**TASK DIRECTIONS**. Which lines below contain the string "blue"? Select and copy each of them, treating case as significant.

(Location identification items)
*****

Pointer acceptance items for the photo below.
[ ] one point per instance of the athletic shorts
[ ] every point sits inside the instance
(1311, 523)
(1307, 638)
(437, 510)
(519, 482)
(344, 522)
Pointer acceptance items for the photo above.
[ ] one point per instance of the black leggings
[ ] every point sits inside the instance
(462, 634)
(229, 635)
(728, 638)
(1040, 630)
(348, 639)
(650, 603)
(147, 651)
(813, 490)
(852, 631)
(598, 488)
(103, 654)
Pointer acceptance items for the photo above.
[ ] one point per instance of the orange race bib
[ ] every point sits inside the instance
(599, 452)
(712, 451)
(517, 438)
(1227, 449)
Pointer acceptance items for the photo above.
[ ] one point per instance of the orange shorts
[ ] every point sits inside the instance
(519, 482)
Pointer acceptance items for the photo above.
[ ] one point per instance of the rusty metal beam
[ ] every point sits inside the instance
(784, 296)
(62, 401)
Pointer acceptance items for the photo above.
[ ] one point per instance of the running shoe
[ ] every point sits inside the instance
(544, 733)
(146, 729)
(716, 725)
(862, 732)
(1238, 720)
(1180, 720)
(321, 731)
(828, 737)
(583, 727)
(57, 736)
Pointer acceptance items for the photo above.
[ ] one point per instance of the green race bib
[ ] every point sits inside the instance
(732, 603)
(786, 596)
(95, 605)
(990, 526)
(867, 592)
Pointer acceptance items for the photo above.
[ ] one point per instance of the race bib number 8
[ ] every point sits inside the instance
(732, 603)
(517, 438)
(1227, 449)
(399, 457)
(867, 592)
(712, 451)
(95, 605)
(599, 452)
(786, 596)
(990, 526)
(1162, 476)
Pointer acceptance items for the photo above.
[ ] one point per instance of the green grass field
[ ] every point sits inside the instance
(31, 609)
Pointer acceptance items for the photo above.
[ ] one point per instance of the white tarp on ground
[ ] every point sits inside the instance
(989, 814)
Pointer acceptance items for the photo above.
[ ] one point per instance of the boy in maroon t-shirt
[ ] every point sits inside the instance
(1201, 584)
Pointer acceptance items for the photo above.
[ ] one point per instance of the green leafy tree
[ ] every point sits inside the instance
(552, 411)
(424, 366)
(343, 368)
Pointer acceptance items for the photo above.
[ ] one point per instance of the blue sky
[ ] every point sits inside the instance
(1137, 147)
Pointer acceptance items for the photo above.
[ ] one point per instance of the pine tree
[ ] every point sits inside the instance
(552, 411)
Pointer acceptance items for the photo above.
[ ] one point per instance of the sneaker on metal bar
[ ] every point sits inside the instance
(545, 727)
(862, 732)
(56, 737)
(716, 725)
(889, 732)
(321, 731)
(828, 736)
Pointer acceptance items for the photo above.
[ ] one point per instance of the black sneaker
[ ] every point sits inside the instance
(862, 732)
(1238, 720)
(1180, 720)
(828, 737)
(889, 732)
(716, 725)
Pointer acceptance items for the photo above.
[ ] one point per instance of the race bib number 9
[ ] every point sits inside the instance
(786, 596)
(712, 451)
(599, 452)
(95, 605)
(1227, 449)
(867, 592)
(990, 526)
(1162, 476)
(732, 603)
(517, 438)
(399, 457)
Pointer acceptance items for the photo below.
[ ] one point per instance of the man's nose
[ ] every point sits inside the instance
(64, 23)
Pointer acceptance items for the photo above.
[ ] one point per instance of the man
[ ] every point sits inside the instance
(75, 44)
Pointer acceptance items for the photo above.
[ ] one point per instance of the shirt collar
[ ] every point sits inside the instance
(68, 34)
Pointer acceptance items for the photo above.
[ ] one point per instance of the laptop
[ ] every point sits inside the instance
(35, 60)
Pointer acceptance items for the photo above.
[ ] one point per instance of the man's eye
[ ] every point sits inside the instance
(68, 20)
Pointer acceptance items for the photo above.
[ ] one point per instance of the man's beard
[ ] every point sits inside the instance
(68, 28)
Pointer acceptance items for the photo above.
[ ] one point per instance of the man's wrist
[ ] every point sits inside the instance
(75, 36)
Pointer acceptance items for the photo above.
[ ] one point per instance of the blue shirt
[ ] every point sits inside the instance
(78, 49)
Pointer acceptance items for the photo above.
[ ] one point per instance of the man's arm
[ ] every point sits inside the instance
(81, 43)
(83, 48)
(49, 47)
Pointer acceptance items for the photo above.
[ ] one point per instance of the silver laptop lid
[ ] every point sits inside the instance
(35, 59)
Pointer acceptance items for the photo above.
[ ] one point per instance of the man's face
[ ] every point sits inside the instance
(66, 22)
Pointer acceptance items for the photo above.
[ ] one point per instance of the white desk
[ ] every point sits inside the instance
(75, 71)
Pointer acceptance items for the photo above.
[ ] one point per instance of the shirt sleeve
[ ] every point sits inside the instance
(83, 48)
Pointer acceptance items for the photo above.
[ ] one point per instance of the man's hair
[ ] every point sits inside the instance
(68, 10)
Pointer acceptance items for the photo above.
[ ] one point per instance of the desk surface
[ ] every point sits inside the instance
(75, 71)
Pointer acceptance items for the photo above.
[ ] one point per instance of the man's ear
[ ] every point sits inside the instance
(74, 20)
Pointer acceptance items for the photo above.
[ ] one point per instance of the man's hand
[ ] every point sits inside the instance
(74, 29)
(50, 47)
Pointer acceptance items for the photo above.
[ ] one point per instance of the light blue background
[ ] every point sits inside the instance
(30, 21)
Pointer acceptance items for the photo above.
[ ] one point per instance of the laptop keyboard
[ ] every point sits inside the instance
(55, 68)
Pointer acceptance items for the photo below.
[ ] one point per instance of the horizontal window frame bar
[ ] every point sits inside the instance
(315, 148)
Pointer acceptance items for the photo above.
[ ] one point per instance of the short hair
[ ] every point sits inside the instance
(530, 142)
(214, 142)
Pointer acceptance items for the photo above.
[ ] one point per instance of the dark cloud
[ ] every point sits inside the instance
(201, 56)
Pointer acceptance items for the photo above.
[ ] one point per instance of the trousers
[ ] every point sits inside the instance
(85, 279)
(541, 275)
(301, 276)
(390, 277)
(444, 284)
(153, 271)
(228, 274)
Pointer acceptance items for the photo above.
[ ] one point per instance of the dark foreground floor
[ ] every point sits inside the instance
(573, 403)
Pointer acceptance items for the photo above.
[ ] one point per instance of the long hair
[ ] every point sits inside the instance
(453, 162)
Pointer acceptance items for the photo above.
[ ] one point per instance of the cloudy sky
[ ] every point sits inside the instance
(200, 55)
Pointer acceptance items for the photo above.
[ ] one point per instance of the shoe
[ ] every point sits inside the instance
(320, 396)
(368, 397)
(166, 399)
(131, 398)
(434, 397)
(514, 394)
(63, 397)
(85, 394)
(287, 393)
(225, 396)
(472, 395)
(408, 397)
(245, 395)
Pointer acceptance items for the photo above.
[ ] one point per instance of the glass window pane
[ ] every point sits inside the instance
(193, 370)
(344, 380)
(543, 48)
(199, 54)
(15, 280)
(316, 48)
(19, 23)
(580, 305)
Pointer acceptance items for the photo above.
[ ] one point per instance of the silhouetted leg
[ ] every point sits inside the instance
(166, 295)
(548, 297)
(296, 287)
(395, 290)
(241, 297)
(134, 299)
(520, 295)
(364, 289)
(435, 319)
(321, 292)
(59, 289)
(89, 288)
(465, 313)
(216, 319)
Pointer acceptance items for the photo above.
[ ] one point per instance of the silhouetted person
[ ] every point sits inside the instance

*****

**RESULT OF THE EXERCISE**.
[ ] one point per instance of the blue sky
[ ] one point per instance of the blue shirt
[ ] one point per instance of the light blue background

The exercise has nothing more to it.